Exercise materials:
|---|

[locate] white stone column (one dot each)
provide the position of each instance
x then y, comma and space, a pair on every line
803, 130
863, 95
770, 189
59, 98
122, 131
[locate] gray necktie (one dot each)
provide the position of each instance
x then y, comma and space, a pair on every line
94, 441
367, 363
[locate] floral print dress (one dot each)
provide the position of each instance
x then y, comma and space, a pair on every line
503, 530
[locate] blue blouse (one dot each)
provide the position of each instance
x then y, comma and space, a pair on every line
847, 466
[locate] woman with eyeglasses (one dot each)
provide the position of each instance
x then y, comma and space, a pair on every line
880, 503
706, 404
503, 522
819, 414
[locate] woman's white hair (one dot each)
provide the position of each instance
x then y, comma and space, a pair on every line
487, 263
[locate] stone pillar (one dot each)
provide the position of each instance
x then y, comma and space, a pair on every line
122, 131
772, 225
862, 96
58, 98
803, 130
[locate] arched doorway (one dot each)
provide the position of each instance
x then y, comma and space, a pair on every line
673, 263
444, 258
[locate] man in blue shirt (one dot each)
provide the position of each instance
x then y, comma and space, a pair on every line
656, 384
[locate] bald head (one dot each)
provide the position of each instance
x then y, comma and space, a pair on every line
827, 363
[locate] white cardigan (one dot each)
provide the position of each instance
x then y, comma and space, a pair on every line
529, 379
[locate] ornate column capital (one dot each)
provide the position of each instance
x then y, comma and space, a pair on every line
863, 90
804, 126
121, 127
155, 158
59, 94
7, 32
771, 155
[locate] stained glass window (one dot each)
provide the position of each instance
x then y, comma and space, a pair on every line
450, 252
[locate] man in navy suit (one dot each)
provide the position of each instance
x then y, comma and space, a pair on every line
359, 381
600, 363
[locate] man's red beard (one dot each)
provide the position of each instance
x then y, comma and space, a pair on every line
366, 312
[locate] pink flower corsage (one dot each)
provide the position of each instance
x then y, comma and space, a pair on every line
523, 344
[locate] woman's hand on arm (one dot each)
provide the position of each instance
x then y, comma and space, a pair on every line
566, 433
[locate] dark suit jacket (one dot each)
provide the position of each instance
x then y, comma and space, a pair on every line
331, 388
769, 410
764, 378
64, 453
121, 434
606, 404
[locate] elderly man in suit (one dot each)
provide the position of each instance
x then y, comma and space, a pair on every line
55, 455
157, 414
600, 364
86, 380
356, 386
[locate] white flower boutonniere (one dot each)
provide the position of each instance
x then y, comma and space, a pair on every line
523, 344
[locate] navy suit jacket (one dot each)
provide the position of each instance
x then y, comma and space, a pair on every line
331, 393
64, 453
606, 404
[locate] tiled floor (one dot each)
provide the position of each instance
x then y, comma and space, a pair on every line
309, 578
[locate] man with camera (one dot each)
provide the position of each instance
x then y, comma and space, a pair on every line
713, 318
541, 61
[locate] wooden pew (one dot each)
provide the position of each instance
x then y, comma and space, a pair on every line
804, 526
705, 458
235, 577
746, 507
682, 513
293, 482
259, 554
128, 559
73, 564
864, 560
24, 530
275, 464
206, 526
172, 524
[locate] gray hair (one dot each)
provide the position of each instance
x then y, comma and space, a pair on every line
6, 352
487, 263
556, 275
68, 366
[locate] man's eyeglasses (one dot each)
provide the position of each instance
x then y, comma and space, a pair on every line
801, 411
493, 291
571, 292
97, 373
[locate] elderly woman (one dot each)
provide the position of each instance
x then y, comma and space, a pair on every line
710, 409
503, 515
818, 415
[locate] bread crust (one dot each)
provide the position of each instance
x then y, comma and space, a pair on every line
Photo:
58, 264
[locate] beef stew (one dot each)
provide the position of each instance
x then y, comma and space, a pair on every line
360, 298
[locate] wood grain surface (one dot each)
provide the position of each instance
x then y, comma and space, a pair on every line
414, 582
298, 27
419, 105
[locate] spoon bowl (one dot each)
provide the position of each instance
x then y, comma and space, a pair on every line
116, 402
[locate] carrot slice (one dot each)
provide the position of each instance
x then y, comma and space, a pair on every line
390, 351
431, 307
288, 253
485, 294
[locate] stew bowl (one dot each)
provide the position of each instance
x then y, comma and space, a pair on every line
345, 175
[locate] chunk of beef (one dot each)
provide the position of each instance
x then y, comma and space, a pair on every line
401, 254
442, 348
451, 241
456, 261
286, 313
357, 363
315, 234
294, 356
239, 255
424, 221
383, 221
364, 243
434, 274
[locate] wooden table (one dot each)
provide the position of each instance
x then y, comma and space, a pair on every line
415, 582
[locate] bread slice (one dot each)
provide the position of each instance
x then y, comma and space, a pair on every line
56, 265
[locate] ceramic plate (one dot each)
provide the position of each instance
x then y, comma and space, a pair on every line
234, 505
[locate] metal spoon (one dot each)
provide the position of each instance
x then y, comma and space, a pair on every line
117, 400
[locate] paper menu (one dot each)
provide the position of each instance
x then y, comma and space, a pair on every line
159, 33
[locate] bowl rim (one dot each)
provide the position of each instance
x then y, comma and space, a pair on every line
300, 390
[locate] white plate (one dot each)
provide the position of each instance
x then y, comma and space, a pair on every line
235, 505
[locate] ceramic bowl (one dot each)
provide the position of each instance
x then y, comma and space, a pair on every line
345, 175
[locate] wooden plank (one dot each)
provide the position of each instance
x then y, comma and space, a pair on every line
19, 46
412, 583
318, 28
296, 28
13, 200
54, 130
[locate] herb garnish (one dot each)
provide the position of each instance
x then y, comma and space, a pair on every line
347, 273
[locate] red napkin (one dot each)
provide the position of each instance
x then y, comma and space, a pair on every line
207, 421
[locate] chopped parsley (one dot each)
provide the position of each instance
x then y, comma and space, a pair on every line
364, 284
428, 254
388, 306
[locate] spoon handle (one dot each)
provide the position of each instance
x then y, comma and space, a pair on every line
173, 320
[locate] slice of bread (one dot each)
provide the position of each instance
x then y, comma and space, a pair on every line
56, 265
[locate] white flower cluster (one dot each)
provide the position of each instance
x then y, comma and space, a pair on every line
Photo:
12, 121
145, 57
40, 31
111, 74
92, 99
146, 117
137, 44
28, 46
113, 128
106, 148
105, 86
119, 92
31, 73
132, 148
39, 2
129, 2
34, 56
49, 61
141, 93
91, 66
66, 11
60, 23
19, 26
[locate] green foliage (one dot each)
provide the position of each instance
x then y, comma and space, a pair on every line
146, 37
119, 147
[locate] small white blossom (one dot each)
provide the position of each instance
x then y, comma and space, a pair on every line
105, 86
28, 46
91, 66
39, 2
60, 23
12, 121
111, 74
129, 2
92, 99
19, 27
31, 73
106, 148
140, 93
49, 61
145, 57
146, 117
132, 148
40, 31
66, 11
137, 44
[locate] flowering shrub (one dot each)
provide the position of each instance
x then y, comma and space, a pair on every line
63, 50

|---|

Task prompt: Can you format all of the records above as a two-column CSV with the headers text and points, one row per record, putting each record's text and its answer in their own quoted field with line breaks turned into spaces?

Task response:
text,points
"[locate] white stone column (one dot each) provide the position of each instance x then y, comma and space, a pair on every line","803, 130 863, 95 770, 189 59, 98 122, 131"
"[locate] gray necktie (one dot each) provide the position of each instance x then y, comma and space, a pair on every line","94, 441 367, 363"
"[locate] floral print dress (one dot each) provide the position of each instance x then y, comma and space, a pair on every line","503, 530"
"[locate] blue blouse (one dot each) provide the position of each instance x then y, comma and space, a pair on every line","847, 466"
"[locate] woman with eyeglasses (one dot each) provide the position of each instance x then y, comma and space, a pair on every line","880, 503 706, 404 503, 522 819, 414"
"[locate] woman's white hair (one dot each) provide the position of each instance x then y, comma and space, a pair on every line","487, 263"
"[locate] stone pillar (one dot each) provide the position of each instance x then y, comma and space, a pair on every line","122, 131 772, 225 862, 96 58, 98 803, 130"
"[locate] arched doorway (one dot each) provide the position of each instance x then y, comma and space, a pair on every line","673, 263 444, 258"
"[locate] man in blue shirt (one dot each) provide the position of each instance x then y, comma and space, a pair on every line","656, 384"
"[locate] bald head (one dot each) provide the position of each instance x then y, comma and space, a pair on every line","827, 363"
"[locate] white cardigan (one dot each) provide the position of each instance x then y, comma and space, a pair on every line","529, 379"
"[locate] ornate column capital (one dot each) provide the position of each instance x then y, comma and space, a pair on every line","863, 90 804, 126 121, 127 155, 158 59, 94 7, 32 771, 155"
"[locate] stained glass window (one dot each) provide the position of each instance x then y, comma and space, a pair on every line","450, 252"
"[locate] man in navy suit (one dot each) provide the position of each instance x then y, comma and space, a pair on every line","359, 381 600, 363"
"[locate] man's red beard (one dot each) provide the position of each instance x then y, comma and space, a pair on every line","366, 312"
"[locate] pink flower corsage (one dot each) provide the position of each instance x then y, comma and space, a pair on every line","523, 344"
"[locate] woman's hand on arm (one dot each) provide the position of each instance x then y, comma and space, a pair on every line","566, 433"
"[locate] dark suit jacket (one dot each) provide the position of each instance x then y, comma and space, a pair on every line","331, 388 769, 410 764, 378 64, 453 121, 434 606, 404"
"[locate] elderly man in suit (one dot each) provide the position of each instance x then y, comma and space, a pair on every line","55, 455 157, 414 600, 364 86, 380 356, 386"
"[locate] white flower boutonniere (one dot each) provide the position of each instance x then y, comma and space, a pair on every line","523, 344"
"[locate] navy suit jacket (one dot each) provide the position of each instance x then y, comma and space, a pair on every line","331, 393 64, 453 606, 404"
"[locate] tiled floor (one dot each) provide the position of each instance x then y, comma and space, a pair on every line","309, 578"
"[locate] man with camera (one dot each) provide the position of each instance x then y, comma and space, a pair on every line","713, 318 541, 61"
"[locate] wooden pew (one dot each) provide the position of each instance x then y, comma and space, a pair on every line","804, 526 705, 458 235, 577 746, 507 682, 513 293, 482 259, 554 128, 559 73, 564 864, 560 24, 530 275, 464 206, 526 172, 524"
"[locate] gray hair (one dot each) provide the position of each instance x then y, comma and space, a pair on every line","6, 352 487, 263 556, 275 68, 366"
"[locate] man's eyeglasses (one dot each) provide the position of each instance x then y, comma and space, a pair on every line","801, 411 493, 291 571, 292 97, 373"
"[locate] elderly woman (one dot each) provide the position of each instance x then y, comma and space, a pair on every line","710, 409 503, 515 818, 415"
"[locate] bread crust (one dot each) provide the position of each instance x then y, comma and space, a pair on every line Photo:","58, 264"
"[locate] beef stew (one dot each) provide the position of each instance x then y, comma and space, a pair on every line","360, 298"
"[locate] wood grain surface (one dot each) provide the position of each instance x then y, comma and space, a pair on every line","414, 582 298, 27 419, 105"
"[locate] spoon bowl (one dot each) provide the position of each instance x then y, comma and space, a pair on every line","116, 402"
"[locate] carrot slice (one dot each) provide the position of each instance x then y, comma and space, a pair on every line","390, 351 431, 307 288, 253 485, 294"
"[locate] stew bowl (one dot each) provide the position of each instance x then y, comma and space, a pair on every line","345, 175"
"[locate] chunk of beef (one dot each) provide the position of each instance x then y, comma and space, a pair on every line","401, 254 442, 348 451, 241 456, 261 286, 313 357, 363 315, 234 294, 356 239, 255 424, 221 383, 221 364, 243 434, 274"
"[locate] wooden table (one dot each) provide the position of each instance x then y, comma and space, a pair on every line","415, 582"
"[locate] bread slice (one dot each) provide the position of each instance x then y, comma and space, a pair on every line","56, 265"
"[locate] ceramic plate (one dot each) provide the position of each instance x then y, comma and space, a pair on every line","234, 505"
"[locate] metal spoon (one dot each) provide the position of each instance x then y, comma and space, a pair on every line","117, 400"
"[locate] paper menu (one dot each) provide the position of each instance x then y, comma and space, a pair on every line","159, 33"
"[locate] bowl rim (one dot each) provide the position of each instance x then y, comma and space, a pair on every line","300, 390"
"[locate] white plate (one dot each) provide the position of each instance x then y, comma and space, a pair on every line","235, 505"
"[locate] ceramic bowl (one dot each) provide the position of each instance x then y, comma and space, a pair on every line","345, 175"
"[locate] wooden plank (one dot each) provide the position of each instance x then y, comma and space, a pair on every line","19, 46 412, 583 318, 28 296, 28 13, 200 54, 130"
"[locate] herb garnish (one dot each) provide the position of each instance x then y, comma and space, a pair on every line","347, 273"
"[locate] red napkin (one dot each) provide the position of each instance x then y, comma and space, a pair on every line","207, 421"
"[locate] chopped parsley (one dot each) provide the position of each instance x then y, comma and space, a pair on every line","364, 284 428, 254 388, 306"
"[locate] spoon handle (one dot each) provide the position of each instance x then y, comma and space, a pair on every line","173, 320"
"[locate] slice of bread (one dot each) provide the position of each instance x then y, comma and space, a pair on every line","56, 265"
"[locate] white flower cluster (one dot each) provide the position of each instance x then y, comma and space, a pair on every line Photo:","12, 121 145, 57 40, 31 111, 74 92, 99 146, 117 137, 44 28, 46 113, 128 106, 148 105, 86 119, 92 31, 73 132, 148 39, 2 129, 2 34, 56 49, 61 141, 93 91, 66 66, 11 60, 23 19, 26"
"[locate] green foliage (one dot each) provide the position of each instance x then y, comma and space, a pair on every line","146, 37 119, 147"
"[locate] small white blossom (one dot each) provide the position of each instance x then y, comma and space, a pair on every line","105, 86 28, 46 91, 66 39, 2 60, 23 12, 121 111, 74 129, 2 92, 99 19, 27 31, 73 106, 148 140, 93 49, 61 145, 57 146, 117 132, 148 40, 31 66, 11 137, 44"
"[locate] flowering shrub (one dot each) provide the position of each instance x then y, comma and space, a pair on every line","63, 50"